[START OF Exercise input]

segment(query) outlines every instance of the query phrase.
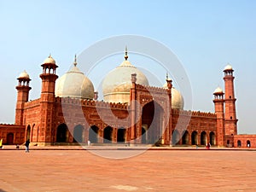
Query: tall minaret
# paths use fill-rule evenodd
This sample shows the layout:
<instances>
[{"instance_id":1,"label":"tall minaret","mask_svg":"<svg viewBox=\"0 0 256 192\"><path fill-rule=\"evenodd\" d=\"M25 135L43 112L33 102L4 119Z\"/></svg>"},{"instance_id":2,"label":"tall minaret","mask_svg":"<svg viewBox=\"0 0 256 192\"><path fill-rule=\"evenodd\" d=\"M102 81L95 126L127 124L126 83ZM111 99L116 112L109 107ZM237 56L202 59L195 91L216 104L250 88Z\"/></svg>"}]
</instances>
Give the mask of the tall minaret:
<instances>
[{"instance_id":1,"label":"tall minaret","mask_svg":"<svg viewBox=\"0 0 256 192\"><path fill-rule=\"evenodd\" d=\"M233 68L230 65L227 65L224 70L224 84L225 84L225 135L237 134L237 119L236 113L236 98L234 91Z\"/></svg>"},{"instance_id":2,"label":"tall minaret","mask_svg":"<svg viewBox=\"0 0 256 192\"><path fill-rule=\"evenodd\" d=\"M218 87L214 90L214 106L215 106L215 113L217 115L217 145L224 146L224 92Z\"/></svg>"},{"instance_id":3,"label":"tall minaret","mask_svg":"<svg viewBox=\"0 0 256 192\"><path fill-rule=\"evenodd\" d=\"M51 143L52 130L53 130L53 114L55 107L55 80L58 76L55 74L55 70L58 67L55 61L49 56L46 58L43 67L43 73L40 74L42 79L42 90L40 100L40 129L38 135L39 143Z\"/></svg>"},{"instance_id":4,"label":"tall minaret","mask_svg":"<svg viewBox=\"0 0 256 192\"><path fill-rule=\"evenodd\" d=\"M29 82L31 81L31 79L29 79L29 75L26 71L22 72L17 79L19 83L16 86L18 94L15 112L15 125L24 125L24 104L28 101L28 94L29 90L31 90L31 87L29 86Z\"/></svg>"}]
</instances>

[END OF Exercise input]

- Written task
Rewrite the data above as a numbered list with one line per item, skipping any blank lines. Leave the pictures out of the answer.

- Exercise result
1. segment(query) outlines every instance of the query phrase.
2. Query: tall minaret
3. # paths use fill-rule evenodd
4. This sample shows the layout:
5. <instances>
6. [{"instance_id":1,"label":"tall minaret","mask_svg":"<svg viewBox=\"0 0 256 192\"><path fill-rule=\"evenodd\" d=\"M25 135L43 112L33 102L4 119Z\"/></svg>"},{"instance_id":2,"label":"tall minaret","mask_svg":"<svg viewBox=\"0 0 256 192\"><path fill-rule=\"evenodd\" d=\"M102 81L95 126L127 124L126 83ZM111 99L116 112L109 107ZM237 56L202 59L195 91L216 104L250 88Z\"/></svg>"}]
7. </instances>
8. Give the mask of the tall minaret:
9. <instances>
10. [{"instance_id":1,"label":"tall minaret","mask_svg":"<svg viewBox=\"0 0 256 192\"><path fill-rule=\"evenodd\" d=\"M233 68L230 65L227 65L224 70L224 84L225 84L225 135L237 134L237 119L236 113L236 98L234 91Z\"/></svg>"},{"instance_id":2,"label":"tall minaret","mask_svg":"<svg viewBox=\"0 0 256 192\"><path fill-rule=\"evenodd\" d=\"M218 87L214 90L214 106L215 106L215 113L217 115L217 145L224 146L224 92Z\"/></svg>"},{"instance_id":3,"label":"tall minaret","mask_svg":"<svg viewBox=\"0 0 256 192\"><path fill-rule=\"evenodd\" d=\"M51 143L52 130L53 130L53 114L55 107L55 80L58 76L55 74L55 70L58 67L55 61L49 56L46 58L43 67L43 73L40 74L42 79L42 90L40 100L40 129L38 135L39 143Z\"/></svg>"},{"instance_id":4,"label":"tall minaret","mask_svg":"<svg viewBox=\"0 0 256 192\"><path fill-rule=\"evenodd\" d=\"M29 82L31 81L31 79L29 79L29 75L26 71L22 72L17 79L19 83L16 86L18 94L15 112L15 125L24 125L24 104L28 101L28 94L29 90L31 90L31 87L29 86Z\"/></svg>"}]
11. </instances>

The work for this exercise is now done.